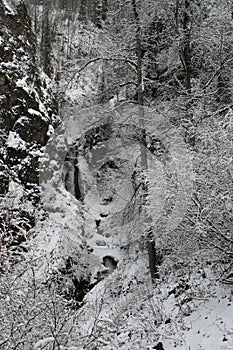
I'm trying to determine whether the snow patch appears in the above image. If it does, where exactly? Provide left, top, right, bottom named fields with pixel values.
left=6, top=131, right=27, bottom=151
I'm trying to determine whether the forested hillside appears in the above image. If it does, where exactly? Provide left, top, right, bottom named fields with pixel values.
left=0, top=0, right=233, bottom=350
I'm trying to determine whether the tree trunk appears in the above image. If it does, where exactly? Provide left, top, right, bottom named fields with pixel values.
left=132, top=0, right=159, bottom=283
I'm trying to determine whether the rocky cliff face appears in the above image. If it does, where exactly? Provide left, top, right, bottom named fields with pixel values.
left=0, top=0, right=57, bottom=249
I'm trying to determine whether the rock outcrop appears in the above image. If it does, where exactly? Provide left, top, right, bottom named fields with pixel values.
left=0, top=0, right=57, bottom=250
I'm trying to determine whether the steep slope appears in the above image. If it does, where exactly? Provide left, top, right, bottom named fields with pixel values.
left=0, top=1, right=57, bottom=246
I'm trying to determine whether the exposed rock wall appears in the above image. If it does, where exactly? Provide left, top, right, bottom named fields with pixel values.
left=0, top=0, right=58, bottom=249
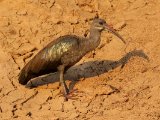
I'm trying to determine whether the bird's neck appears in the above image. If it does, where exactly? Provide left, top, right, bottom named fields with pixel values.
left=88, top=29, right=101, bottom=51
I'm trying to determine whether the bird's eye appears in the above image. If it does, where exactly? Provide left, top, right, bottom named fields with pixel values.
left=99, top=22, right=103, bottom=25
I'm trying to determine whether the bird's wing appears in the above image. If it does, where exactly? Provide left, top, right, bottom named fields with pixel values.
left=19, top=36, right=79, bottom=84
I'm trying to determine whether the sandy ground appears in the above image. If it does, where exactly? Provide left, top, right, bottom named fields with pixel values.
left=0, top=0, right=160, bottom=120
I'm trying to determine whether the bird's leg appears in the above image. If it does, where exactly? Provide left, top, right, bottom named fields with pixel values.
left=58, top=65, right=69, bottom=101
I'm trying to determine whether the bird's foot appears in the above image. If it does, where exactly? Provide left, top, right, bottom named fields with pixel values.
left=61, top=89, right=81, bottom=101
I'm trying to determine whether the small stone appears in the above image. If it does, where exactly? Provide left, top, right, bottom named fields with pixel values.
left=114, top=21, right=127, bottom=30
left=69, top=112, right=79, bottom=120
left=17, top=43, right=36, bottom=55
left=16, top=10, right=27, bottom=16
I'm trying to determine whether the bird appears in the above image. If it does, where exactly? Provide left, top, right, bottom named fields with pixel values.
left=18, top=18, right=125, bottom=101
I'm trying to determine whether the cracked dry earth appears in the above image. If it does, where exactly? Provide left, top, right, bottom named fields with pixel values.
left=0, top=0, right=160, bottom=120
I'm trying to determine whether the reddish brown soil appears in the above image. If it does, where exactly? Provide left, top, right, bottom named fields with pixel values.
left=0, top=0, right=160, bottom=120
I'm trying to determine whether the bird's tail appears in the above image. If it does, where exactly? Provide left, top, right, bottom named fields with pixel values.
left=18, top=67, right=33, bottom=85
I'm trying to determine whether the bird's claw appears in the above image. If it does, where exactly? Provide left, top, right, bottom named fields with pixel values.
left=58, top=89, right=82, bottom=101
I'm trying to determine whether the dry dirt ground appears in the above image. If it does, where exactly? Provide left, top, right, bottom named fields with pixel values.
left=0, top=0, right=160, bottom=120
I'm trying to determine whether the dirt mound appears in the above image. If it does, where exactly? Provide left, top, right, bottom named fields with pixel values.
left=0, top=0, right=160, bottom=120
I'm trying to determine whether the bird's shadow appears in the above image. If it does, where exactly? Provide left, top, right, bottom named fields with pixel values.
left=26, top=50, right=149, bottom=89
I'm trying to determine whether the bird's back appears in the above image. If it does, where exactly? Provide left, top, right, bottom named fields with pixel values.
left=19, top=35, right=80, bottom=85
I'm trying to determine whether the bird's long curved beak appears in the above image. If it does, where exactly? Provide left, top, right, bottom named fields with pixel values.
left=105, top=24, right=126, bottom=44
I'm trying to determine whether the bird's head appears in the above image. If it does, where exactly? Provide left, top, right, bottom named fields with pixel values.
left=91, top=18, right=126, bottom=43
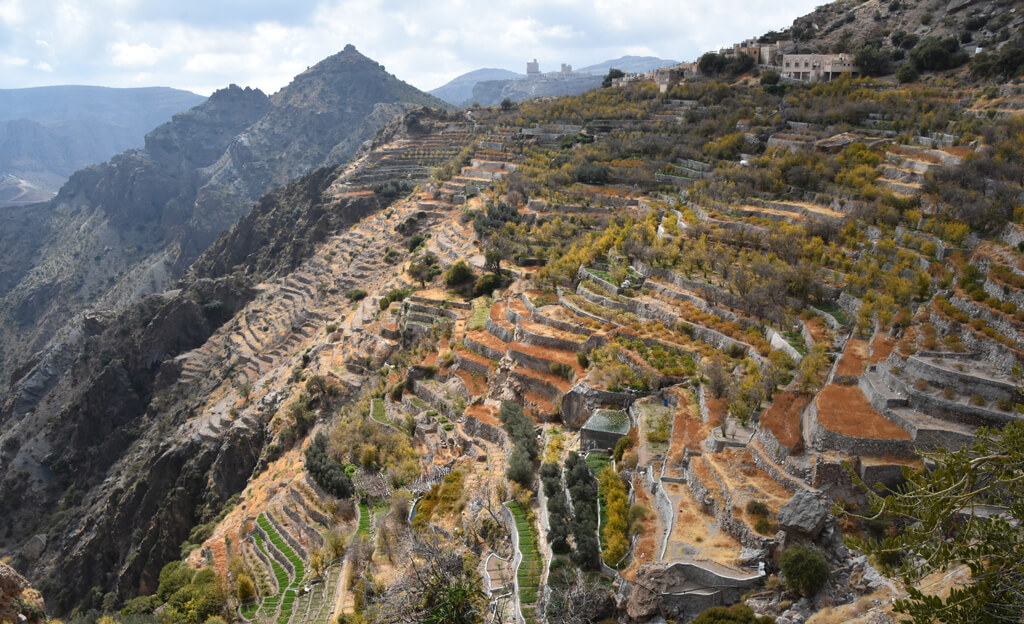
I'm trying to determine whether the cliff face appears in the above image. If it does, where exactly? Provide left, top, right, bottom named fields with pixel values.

# EXERCISE AIM
Count the lines of the entries above that contain the string "ground", treating uppercase and lowercase as different. Reply with the number alone.

# FINISHED TASK
2